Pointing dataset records

==*==

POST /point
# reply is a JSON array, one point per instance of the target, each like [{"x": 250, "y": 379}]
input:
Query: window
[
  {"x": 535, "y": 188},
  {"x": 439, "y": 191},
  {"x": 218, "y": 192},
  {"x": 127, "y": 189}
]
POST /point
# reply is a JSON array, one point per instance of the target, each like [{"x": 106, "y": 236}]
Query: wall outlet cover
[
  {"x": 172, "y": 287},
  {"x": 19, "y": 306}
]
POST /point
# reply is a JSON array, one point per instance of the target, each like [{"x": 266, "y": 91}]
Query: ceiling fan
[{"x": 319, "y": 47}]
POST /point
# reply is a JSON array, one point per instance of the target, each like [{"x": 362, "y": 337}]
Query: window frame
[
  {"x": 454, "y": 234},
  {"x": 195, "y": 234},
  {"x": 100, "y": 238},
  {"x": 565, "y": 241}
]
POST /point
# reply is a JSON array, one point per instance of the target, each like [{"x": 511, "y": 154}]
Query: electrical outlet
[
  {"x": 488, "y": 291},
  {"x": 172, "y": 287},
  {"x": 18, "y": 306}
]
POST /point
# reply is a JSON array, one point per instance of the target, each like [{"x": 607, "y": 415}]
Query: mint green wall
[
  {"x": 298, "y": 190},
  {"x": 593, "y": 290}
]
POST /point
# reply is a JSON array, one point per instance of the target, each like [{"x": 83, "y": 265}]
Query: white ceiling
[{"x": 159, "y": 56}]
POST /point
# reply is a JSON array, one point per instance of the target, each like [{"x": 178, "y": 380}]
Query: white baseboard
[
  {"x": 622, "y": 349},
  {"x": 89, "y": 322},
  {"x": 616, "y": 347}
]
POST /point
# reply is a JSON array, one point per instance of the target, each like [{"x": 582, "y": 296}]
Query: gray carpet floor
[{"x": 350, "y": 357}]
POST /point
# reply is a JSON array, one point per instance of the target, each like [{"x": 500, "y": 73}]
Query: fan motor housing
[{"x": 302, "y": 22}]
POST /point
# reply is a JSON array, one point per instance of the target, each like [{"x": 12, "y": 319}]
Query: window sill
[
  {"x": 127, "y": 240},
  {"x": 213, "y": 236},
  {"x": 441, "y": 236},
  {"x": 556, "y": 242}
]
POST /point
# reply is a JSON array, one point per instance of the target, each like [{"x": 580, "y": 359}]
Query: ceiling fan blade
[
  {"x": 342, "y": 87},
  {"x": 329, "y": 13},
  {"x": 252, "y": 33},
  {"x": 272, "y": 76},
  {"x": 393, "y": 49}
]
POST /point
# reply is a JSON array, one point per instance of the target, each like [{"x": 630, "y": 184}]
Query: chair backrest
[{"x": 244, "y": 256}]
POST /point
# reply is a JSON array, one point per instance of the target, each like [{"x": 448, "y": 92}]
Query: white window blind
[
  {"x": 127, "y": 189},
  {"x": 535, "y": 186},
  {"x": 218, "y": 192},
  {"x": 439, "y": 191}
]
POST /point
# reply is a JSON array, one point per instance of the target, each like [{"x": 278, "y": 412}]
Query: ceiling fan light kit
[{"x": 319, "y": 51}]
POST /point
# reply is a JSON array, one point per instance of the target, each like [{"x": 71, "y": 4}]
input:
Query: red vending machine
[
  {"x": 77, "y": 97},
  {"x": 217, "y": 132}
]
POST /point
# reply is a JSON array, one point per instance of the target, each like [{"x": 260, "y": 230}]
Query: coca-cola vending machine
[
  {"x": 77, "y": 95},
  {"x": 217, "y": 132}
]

==*==

**Brief:**
Write the entries again, exactly as they stand.

**Written solution:**
POST /point
# reply is a JSON array, one point per instance of the target, each like [{"x": 250, "y": 379}]
input:
Query: window
[
  {"x": 535, "y": 188},
  {"x": 439, "y": 191},
  {"x": 218, "y": 192},
  {"x": 127, "y": 189}
]
POST /point
# reply is a JSON array, one point per instance of the target, each like [{"x": 106, "y": 236}]
Query: wall outlet cover
[
  {"x": 172, "y": 287},
  {"x": 19, "y": 306}
]
POST /point
# reply is a JSON array, one point per instance of the target, each like [{"x": 266, "y": 91}]
Query: ceiling fan
[{"x": 319, "y": 47}]
POST /point
# reply is a JSON array, one point per instance of the target, each like [{"x": 362, "y": 337}]
Query: window frame
[
  {"x": 454, "y": 234},
  {"x": 195, "y": 234},
  {"x": 100, "y": 238},
  {"x": 565, "y": 241}
]
POST /point
# reply is a JSON array, one point per instance of the target, each like [{"x": 511, "y": 154}]
Query: electrical outlet
[
  {"x": 488, "y": 291},
  {"x": 172, "y": 287},
  {"x": 18, "y": 306}
]
POST /point
# reply is a JSON array, one point per instance of the target, each like [{"x": 607, "y": 415}]
Query: mint green wall
[
  {"x": 298, "y": 190},
  {"x": 593, "y": 290}
]
POST /point
# reply is a JSON array, one point per instance of the target, each like [{"x": 83, "y": 265}]
Query: white ceiling
[{"x": 159, "y": 56}]
POST /point
# reply is a JSON array, one point per instance of the target, each like [{"x": 178, "y": 380}]
Query: white baseboard
[
  {"x": 622, "y": 349},
  {"x": 89, "y": 322},
  {"x": 616, "y": 347}
]
POST /point
# reply is a JSON array, one point per instance of the target, each like [{"x": 582, "y": 296}]
Query: gray carpet floor
[{"x": 350, "y": 357}]
POST /point
# reply is a JSON array, one point per instance of the target, each like [{"x": 500, "y": 73}]
Query: fan motor housing
[{"x": 302, "y": 22}]
POST /point
# reply is a JSON array, one point per instance of the target, each like [{"x": 12, "y": 319}]
Query: window sill
[
  {"x": 127, "y": 240},
  {"x": 213, "y": 236},
  {"x": 441, "y": 236},
  {"x": 556, "y": 242}
]
POST /point
# reply is a JSON array, one point per instance of the target, each like [{"x": 580, "y": 359}]
Query: ceiling fan blade
[
  {"x": 342, "y": 87},
  {"x": 329, "y": 13},
  {"x": 252, "y": 33},
  {"x": 272, "y": 76},
  {"x": 393, "y": 49}
]
POST /point
# reply is a JSON array, one point per instance of the target, each like [{"x": 630, "y": 184}]
Query: chair backrest
[{"x": 244, "y": 256}]
POST /point
# reply is a JSON array, one point per instance of the target, each like [{"x": 448, "y": 92}]
Query: white window blind
[
  {"x": 127, "y": 189},
  {"x": 535, "y": 186},
  {"x": 218, "y": 192},
  {"x": 439, "y": 191}
]
POST /point
# reply is a JSON array, one point per instance of the target, each like [{"x": 278, "y": 412}]
Query: ceiling fan light kit
[{"x": 319, "y": 51}]
POST /point
# reply is a JSON array, one point per instance of the target, each like [{"x": 71, "y": 4}]
input:
Query: red vending machine
[
  {"x": 77, "y": 97},
  {"x": 217, "y": 132}
]
POST /point
# reply is a JSON array, one point per instance of the target, each like [{"x": 260, "y": 230}]
Query: coca-cola vending machine
[
  {"x": 77, "y": 95},
  {"x": 217, "y": 132}
]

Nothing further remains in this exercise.